▸ **Görev tanımı**: Aşağıdaki itirazın iptali davasıyla ilgili istinaf kararını, bittiği yerden devam ettirin.

Emsal Mahkeme Kararı Ankara Bölge Adliye Mahkemesi 22. Hukuk Dairesi 2019/1437 E. 2022/644 K. 12.05.2022 T.

Görüntülediğiniz mahkeme kararı henüz kesinleşmemiştir. Yararlı olması amacıyla eklenmiştir.

T.C. ANKARA BÖLGE ADLİYE MAHKEMESİ BAM 22. HUKUK DAİRESİ

T.C.
A N K A R A
B Ö L G E A D L İ Y E M A H K E M E S İ
22. H U K U K D A İ R E S İ
…. HAKKINDA KARAR VERİLMESİ)

T Ü R K M İ L L E T İ A D I N A
İ S T İ N A F K A R A R I


İNCELENEN KARARIN
MAHKEMESİ : ANKARA 1. ASLİYE TİCARET MAHKEMESİ
TARİHİ : 12/02/2019
ESAS NO :….

DAVANIN KONUSU : İtirazın İptali
KARAR TARİHİ : 12/05/2022
YAZILDIĞI TARİH : 12/06/2022

Taraflar arasında yukarıda bilgileri belirtilen kararın Dairemizce incelenmesi davacı vekili tarafından istenmiş, 6100 sayılı Hukuk Muhakemeleri Kanunu’nun 352. maddesi uyarınca, yapılan ön inceleme sonucu, istinaf dilekçesinin süresi içinde verildiği ve eksiklik bulunmadığı anlaşıldığından inceleme aşamasına geçilmiştir. İncelemenin dosya üzerinde yapılmasına karar verildi.
GEREĞİ GÖRÜŞÜLDÜ
İDDİANIN ÖZETİ
Davacı vekili, davalı … ile müvekkili şirket arasında 29.01.2015 tarihinde bayilik sözleşmesi yapıldığını, diğer yandan garantörlük sözleşmesi uyarınca garantör …, …’ nin bayilik sözleşmesi ile üstlendiği borcundan, borcun tam ve eksiksiz olarak tüm ferileriyle birlikte tamamen sona ermesine dek 300.000,00 TL ‘ye kadar sorumlu olacağına dair taahhütte bulunduğunu, müvekkilinin bayilik sözleşmesi kapsamındaki cari hesap alacağının tahsili amacıyla Ankara 17. İcra Müdürlüğü’nün 2015/7788 E. Sayılı dosyası ile davalılar aleyhine icra takibi yaptığını, davalıların haksız itirazı ile takibin durduğunu belirterek itirazın iptali ile takibin devamına ve müvekkili lehine icra inkar tazminatına karar verilmesini talep ve dava etmiştir.
SAVUNMANIN ÖZETİ
Davalılar vekili, müvekkillerine bayilik sözleşmesi kapsamında teslim edilen mal bulunmadığından cari hesap nedeniyle borçlarının olmadığını, ayrıca davacının dosya içerisine sunmuş olduğu sözleşmeye dair damga vergisi ödenmemesinden kaynaklı olarak 2.883.82 TL’ yi de müvekkilinden talep ettiğini, davacı firmanın anonim şirket olduğundan damga vergisinin davacı firmaca ödenmesi gerektiğini bildirerek davanın reddini istemiştir.

▸ **Verilen kayıtlar**:
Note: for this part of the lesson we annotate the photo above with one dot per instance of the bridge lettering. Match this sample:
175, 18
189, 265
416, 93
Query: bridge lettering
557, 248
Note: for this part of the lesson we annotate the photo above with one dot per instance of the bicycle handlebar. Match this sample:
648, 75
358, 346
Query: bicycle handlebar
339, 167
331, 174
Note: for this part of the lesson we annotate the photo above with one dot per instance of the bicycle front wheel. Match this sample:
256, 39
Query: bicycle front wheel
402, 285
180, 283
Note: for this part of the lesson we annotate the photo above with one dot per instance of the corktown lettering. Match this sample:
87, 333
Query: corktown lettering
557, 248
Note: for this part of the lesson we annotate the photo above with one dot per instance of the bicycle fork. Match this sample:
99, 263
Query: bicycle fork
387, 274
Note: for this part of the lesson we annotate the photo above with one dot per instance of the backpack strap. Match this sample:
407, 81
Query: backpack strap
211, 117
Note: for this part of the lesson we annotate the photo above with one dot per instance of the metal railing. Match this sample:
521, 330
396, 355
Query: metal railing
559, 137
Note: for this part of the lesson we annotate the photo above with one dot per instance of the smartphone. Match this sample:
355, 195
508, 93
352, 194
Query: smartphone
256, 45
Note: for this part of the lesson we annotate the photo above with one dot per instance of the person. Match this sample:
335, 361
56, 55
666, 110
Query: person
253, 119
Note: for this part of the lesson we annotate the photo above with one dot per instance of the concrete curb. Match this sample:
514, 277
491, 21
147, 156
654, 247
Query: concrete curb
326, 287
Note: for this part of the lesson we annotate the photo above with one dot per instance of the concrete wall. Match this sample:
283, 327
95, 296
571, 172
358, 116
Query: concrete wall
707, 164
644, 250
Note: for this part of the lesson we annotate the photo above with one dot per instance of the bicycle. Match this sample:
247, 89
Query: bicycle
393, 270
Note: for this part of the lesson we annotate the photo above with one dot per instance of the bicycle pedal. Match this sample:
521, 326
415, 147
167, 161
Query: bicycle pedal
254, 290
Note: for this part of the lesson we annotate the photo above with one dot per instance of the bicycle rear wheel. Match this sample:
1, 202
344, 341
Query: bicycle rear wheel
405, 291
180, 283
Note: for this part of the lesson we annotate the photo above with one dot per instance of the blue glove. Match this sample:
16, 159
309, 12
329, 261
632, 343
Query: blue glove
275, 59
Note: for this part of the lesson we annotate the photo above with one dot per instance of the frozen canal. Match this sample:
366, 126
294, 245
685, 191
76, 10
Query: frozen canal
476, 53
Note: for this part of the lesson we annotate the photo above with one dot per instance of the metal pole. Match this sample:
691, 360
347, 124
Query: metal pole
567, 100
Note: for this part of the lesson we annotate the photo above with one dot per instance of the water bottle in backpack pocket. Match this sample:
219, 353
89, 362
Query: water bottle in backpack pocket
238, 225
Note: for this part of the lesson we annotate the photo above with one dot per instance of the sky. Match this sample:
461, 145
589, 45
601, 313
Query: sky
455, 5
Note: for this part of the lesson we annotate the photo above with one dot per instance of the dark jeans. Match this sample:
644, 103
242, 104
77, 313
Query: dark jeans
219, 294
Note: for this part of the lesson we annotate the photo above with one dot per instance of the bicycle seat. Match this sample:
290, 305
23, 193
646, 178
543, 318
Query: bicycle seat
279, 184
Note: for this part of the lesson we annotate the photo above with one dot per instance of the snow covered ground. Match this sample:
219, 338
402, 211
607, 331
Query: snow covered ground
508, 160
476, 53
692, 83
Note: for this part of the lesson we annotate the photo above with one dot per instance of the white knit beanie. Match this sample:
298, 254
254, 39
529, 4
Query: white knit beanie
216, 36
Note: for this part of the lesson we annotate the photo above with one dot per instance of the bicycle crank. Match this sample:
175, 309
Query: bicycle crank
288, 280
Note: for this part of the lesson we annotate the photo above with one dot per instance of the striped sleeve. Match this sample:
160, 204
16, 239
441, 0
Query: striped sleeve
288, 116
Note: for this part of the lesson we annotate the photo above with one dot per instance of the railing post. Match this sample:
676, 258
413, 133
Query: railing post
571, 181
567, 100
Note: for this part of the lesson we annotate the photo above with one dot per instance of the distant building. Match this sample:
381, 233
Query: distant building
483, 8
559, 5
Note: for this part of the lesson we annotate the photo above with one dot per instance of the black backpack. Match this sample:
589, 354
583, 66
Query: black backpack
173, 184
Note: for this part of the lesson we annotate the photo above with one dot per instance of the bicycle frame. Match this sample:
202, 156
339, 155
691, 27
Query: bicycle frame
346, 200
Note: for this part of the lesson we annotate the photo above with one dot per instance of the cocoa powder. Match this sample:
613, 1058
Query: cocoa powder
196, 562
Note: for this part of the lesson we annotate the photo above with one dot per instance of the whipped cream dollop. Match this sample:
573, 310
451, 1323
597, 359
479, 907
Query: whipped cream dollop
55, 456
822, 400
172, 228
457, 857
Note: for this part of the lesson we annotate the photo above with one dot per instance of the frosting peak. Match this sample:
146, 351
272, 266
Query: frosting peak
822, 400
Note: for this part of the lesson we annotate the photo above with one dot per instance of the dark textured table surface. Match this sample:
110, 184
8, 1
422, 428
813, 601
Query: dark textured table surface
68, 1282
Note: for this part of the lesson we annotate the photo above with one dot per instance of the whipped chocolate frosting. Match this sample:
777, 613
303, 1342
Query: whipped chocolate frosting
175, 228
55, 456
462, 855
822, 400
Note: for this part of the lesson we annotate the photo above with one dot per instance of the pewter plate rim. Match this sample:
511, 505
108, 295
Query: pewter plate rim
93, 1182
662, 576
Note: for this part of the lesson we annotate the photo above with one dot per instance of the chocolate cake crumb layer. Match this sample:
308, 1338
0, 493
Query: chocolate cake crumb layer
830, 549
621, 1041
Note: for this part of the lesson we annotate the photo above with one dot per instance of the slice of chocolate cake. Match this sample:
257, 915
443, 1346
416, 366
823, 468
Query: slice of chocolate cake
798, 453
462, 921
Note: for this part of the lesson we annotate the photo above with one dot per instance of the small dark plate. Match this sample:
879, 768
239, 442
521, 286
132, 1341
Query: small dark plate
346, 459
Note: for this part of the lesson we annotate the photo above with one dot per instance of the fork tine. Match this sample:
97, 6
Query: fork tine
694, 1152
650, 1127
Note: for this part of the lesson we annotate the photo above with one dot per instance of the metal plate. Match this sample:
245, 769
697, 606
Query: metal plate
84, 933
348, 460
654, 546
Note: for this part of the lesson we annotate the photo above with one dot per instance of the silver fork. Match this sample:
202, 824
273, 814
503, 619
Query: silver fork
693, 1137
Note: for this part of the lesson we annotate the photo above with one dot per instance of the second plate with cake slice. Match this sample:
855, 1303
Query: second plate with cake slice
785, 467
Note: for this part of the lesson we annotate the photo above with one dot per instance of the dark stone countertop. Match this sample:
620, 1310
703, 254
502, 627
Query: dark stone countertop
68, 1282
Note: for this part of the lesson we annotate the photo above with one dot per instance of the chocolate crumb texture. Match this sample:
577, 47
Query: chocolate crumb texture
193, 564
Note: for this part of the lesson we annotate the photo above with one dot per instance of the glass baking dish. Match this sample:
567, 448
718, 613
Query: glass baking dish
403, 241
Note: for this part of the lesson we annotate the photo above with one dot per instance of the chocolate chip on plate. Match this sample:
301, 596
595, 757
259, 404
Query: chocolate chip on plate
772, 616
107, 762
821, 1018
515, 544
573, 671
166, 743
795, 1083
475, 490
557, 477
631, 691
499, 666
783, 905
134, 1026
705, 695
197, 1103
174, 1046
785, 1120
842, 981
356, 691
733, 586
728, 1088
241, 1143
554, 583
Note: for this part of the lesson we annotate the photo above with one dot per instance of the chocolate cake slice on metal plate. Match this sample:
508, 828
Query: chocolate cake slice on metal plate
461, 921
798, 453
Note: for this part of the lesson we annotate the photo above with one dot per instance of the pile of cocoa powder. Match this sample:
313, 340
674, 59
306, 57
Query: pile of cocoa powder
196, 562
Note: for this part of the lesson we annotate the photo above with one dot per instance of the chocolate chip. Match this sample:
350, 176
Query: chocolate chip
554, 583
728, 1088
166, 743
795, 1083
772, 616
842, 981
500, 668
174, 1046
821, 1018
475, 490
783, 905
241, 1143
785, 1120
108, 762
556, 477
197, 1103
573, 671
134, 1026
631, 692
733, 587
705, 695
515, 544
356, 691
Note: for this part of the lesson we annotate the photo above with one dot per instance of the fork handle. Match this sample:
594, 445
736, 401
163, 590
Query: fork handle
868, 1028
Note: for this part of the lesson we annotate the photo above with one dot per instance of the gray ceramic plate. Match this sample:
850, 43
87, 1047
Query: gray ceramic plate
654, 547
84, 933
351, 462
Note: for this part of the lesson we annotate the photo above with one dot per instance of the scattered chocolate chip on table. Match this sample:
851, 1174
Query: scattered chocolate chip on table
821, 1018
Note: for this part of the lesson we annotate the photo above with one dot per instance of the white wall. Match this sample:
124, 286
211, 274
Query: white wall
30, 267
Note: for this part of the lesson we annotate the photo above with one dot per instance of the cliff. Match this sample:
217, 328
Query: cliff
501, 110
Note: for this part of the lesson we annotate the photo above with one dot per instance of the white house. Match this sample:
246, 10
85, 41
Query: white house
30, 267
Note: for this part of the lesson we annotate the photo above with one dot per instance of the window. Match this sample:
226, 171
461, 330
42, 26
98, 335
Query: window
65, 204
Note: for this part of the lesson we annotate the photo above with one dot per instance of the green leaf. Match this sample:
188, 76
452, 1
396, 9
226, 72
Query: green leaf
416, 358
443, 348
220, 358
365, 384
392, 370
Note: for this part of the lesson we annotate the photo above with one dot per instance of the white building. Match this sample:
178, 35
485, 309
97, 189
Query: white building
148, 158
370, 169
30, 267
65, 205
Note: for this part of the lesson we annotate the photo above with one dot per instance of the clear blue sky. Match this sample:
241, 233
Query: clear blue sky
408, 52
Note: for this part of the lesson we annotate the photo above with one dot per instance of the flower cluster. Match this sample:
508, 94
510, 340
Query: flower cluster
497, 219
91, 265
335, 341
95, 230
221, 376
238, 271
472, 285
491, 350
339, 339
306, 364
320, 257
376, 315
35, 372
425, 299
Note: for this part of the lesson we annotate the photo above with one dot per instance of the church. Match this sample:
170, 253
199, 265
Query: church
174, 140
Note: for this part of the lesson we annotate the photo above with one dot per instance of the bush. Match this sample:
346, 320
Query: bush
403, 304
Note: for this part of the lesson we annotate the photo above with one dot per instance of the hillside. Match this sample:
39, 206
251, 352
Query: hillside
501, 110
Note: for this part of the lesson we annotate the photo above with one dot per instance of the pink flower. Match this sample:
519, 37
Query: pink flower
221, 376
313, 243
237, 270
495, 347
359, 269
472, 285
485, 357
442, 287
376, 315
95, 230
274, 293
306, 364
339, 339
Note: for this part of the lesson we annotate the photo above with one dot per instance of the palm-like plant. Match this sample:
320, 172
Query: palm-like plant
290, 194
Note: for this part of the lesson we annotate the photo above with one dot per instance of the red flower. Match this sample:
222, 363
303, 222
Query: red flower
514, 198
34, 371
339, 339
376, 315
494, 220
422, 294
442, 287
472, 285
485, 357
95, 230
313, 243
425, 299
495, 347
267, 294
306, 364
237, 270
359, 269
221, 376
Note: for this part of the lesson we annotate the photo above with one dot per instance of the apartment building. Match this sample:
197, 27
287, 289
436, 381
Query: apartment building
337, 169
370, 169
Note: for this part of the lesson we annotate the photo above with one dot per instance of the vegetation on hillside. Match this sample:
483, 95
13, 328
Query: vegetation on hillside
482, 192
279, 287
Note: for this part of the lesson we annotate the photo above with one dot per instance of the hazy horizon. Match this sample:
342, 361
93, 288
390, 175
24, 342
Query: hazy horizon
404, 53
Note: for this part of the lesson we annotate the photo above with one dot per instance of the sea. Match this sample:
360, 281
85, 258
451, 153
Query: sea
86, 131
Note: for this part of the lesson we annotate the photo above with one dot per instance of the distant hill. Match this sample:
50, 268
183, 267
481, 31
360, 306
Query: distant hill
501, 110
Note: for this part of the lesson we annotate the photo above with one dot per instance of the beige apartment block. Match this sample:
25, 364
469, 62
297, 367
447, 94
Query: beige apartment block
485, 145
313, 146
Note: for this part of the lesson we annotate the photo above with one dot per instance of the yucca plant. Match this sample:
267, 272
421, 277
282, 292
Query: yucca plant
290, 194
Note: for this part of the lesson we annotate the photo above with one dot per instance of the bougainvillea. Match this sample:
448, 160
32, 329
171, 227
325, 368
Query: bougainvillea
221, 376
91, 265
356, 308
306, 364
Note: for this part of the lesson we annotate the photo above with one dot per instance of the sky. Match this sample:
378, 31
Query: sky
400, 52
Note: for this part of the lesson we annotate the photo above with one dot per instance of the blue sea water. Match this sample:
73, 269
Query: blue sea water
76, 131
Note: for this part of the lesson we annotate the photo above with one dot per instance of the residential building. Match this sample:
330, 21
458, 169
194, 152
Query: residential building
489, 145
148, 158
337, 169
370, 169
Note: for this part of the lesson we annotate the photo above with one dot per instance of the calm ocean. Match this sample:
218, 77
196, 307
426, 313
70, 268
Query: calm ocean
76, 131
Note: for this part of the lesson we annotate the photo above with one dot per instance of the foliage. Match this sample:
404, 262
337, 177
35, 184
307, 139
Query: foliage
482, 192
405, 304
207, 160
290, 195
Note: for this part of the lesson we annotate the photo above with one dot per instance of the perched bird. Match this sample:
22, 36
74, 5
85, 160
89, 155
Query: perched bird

▸ **Görevin yanıtı**:
İLK DERECE MAHKEMESİ KARARININ ÖZETİ
Mahkemece, toplanan delillere ve tüm dosya kapsamına göre, davacı yanca bayilik sözleşmesi kapsamında mal teslim edildiği hususu ispat edilemediği gibi taraflar arasındaki sözleşme kapsamında damga vergisinden davalının sorumlu olacağına dair bir hüküm bulunmadığı belirtilerek davanın reddine karar verilmiştir.
İSTİNAF SEBEPLERİ
İstinaf eden- davacı vekili tarafından;
Davalı yanca süresi içerisinde cevap dilekçesi verilmediği, müvekkiline ait ticari defterlerin usulüne uygun tutulduğu, taraflar arasındaki bayilik sözleşmesindeki delil sözleşmesine göre müvekkilinin ticari kayıtlarına itibar edilmesi gerektiği, davalı yanca kesin süre içerisinde bildirmediği defterlerinin incekenmesi ve buna göre hüküm kurulmasının doğru olmadığı, müvekkili tarafından verilen sevk irsaliyeleri ile faturalara karşı süresinde itiraz edilmediğinden borcun kabul edilmiş sayılacağı, bir kısım sevk irsaliyelerinin imzalı olduğu, mahkemenin damga vergisine ilişkin değerlendirmesinin de hatalı olduğu, zira Damga Vergisi Kanunu 24. maddesi kapsamında sözleşmede aksi kararlaştırılmadığı müddetçe tarafların müteselsilen sorumlu olduklarını, mahkemece müvekkilinin rücu hakkı bulunmasına karşın bu yönde de hatalı karar verildiği bildirilerek başvurulmuştur.
UYUŞMAZLIK KONUSU OLAN HUSUSLAR
Uyuşmazlık taraflar arasındaki bayilik sözleşmesi kapsamında davacının alacaklı olup olmadığı noktasında toplanmaktadır.
DELİLLERİN DEĞERLENDİRİLMESİ VE GEREKÇE
Dava, bayilik sözleşmesini konu alan cari hesaptan kaynaklanan alacağın tahsili talebi ile başlatılan takibe itiraz üzerine açılan itirazın iptali davasıdır.
İnceleme, 6100 sayılı HMK’nin 355. maddesi uyarınca istinaf dilekçesinde ileri sürülen sebeplerle sınırlı, ancak kamu düzenine ilişkin nedenler resen göz önünde tutularak yapılmıştır.
Ankara 17. İcra Müdürlüğü’nün 2015/7788 Esas sayılı dosyasının incelenmesinden davacı tarafından davalılar aleyhine cari hesap alacağının tahsili talebi ile 27.128,95 TL alacağın tahsili talebi ile icra takibi yapıldığı, davalıların süresinde itirazı üzerine iş bu itirazın iptali davasının süresi içerisinde açıldığı anlaşılmıştır.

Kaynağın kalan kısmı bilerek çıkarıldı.